Your goal:
Within the records below, filter for lines carrying the word "negative" and copy them.

Stored data entries:
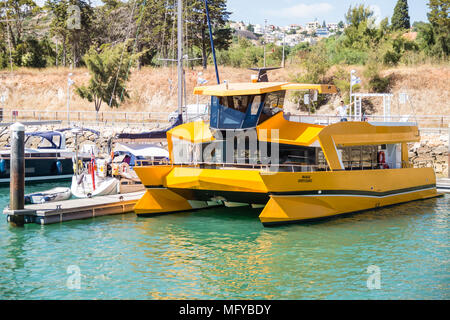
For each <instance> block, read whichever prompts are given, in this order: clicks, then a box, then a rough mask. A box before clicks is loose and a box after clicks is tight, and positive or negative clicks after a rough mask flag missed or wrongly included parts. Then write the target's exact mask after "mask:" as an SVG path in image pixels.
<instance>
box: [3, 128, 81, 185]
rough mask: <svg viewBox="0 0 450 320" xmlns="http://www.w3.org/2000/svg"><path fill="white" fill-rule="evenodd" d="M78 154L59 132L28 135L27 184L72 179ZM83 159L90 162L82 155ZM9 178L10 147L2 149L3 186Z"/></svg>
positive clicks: (25, 160) (38, 133)
mask: <svg viewBox="0 0 450 320" xmlns="http://www.w3.org/2000/svg"><path fill="white" fill-rule="evenodd" d="M74 156H75V152H74V151H73V150H71V149H67V148H66V136H65V134H64V133H63V132H59V131H42V132H26V133H25V181H26V182H29V181H36V182H38V181H50V180H51V181H53V180H61V179H70V178H71V177H72V175H73V166H72V158H73V157H74ZM79 157H80V159H82V160H83V159H85V158H86V157H87V159H89V155H87V154H83V153H81V154H80V155H79ZM9 178H10V148H9V147H6V148H5V149H3V150H0V184H8V183H9Z"/></svg>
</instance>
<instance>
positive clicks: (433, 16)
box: [428, 0, 450, 56]
mask: <svg viewBox="0 0 450 320" xmlns="http://www.w3.org/2000/svg"><path fill="white" fill-rule="evenodd" d="M428 7H429V8H430V12H429V13H428V20H429V21H430V24H431V27H432V33H433V35H434V41H435V44H436V45H435V50H436V51H437V52H436V53H438V54H440V53H443V54H444V55H447V56H448V55H449V54H450V18H449V16H448V13H449V11H450V1H449V0H430V1H429V3H428Z"/></svg>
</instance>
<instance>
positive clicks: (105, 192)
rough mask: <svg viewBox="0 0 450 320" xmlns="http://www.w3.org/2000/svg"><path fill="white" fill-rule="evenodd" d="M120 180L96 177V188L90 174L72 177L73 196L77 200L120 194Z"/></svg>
mask: <svg viewBox="0 0 450 320" xmlns="http://www.w3.org/2000/svg"><path fill="white" fill-rule="evenodd" d="M119 184H120V181H119V179H116V178H114V177H99V176H98V175H95V188H94V186H93V184H92V176H91V175H90V174H81V175H79V176H78V177H77V176H75V175H74V176H73V177H72V186H71V188H70V189H71V191H72V194H73V195H74V196H75V197H77V198H92V197H96V196H107V195H111V194H118V193H119Z"/></svg>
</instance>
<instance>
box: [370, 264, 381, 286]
mask: <svg viewBox="0 0 450 320" xmlns="http://www.w3.org/2000/svg"><path fill="white" fill-rule="evenodd" d="M367 273H369V274H370V276H369V277H368V278H367V282H366V284H367V289H369V290H379V289H381V269H380V267H378V266H376V265H370V266H368V267H367Z"/></svg>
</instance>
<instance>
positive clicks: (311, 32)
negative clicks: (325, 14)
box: [306, 21, 321, 33]
mask: <svg viewBox="0 0 450 320" xmlns="http://www.w3.org/2000/svg"><path fill="white" fill-rule="evenodd" d="M320 27H321V25H320V23H319V22H318V21H314V22H308V23H307V24H306V31H308V33H312V32H313V31H316V29H318V28H320Z"/></svg>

Exercise response:
For each <instance> block, read whichever prompts are given, in this order: clicks, then a box, then a rough mask. A box before clicks is loose and a box after clicks is tight, and positive or negative clicks after a rough mask flag missed or wrongly included parts. Then write the target's exact mask after "mask:" as an SVG path in image pixels.
negative clicks: (325, 14)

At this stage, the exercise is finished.